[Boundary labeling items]
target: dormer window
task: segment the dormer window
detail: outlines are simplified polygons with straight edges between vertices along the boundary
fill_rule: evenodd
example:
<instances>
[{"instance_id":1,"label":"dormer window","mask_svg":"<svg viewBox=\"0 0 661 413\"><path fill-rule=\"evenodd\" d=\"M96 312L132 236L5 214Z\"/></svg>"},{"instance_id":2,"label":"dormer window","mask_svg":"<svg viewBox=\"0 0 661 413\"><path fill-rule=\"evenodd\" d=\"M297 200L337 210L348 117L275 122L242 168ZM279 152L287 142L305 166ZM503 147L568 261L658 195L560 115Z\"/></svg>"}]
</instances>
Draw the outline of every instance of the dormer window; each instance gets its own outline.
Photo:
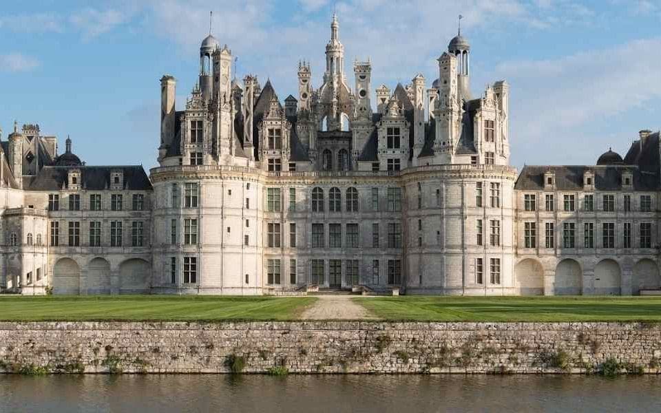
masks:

SHORT EXERCISE.
Rewrite all of the data above, substituting "approximate" for "simplified" and keeping everything else unchanged. Leave out the pictures.

FINAL RESULT.
target: dormer window
task: segment the dormer window
detail: outlines are approximate polygons with straight edges between vertices along the boundary
fill_rule: evenodd
example:
<instances>
[{"instance_id":1,"label":"dormer window","mask_svg":"<svg viewBox=\"0 0 661 413\"><path fill-rule=\"evenodd\" d=\"M96 312L132 236L5 214Z\"/></svg>"},{"instance_id":2,"label":"dormer window","mask_svg":"<svg viewBox=\"0 0 661 413\"><path fill-rule=\"evenodd\" d=\"M297 200L337 210L348 117L275 122L242 168ZM279 152L287 142L305 166ZM503 147L568 261L658 195L560 115Z\"/></svg>"}]
</instances>
Draw the outline of every instance of the dormer window; each instance gets its own outline.
Photo:
masks:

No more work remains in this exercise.